To be done >>
Pick out each line in the entries below that contains the word "white", and copy those lines. Only matches with the same capitalization count.

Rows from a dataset
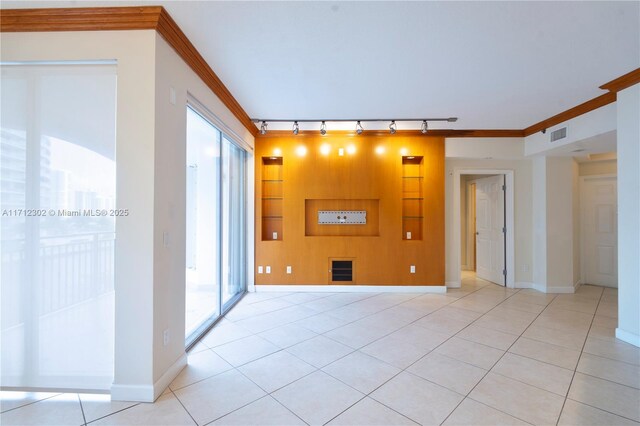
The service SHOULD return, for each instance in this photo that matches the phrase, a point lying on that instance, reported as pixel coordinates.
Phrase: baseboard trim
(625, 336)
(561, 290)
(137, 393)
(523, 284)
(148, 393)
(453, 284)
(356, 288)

--

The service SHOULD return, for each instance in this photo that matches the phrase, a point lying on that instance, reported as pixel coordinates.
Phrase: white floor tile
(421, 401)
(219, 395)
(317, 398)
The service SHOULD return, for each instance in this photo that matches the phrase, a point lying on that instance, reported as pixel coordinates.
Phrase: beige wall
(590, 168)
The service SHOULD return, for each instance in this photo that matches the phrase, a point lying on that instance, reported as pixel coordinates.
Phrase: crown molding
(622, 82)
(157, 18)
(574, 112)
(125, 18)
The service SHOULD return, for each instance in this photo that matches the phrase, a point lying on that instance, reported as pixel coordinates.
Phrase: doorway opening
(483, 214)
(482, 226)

...

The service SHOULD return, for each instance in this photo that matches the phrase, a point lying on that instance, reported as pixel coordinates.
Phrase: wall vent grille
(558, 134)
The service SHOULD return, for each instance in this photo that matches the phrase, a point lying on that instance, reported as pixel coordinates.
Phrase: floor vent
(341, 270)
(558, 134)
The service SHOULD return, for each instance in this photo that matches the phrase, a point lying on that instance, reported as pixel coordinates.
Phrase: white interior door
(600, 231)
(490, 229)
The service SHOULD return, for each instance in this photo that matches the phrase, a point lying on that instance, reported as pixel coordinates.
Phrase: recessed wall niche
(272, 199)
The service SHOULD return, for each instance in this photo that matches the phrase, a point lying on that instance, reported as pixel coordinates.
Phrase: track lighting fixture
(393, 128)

The completed task >>
Phrase: white floor tile
Phrase: white interior door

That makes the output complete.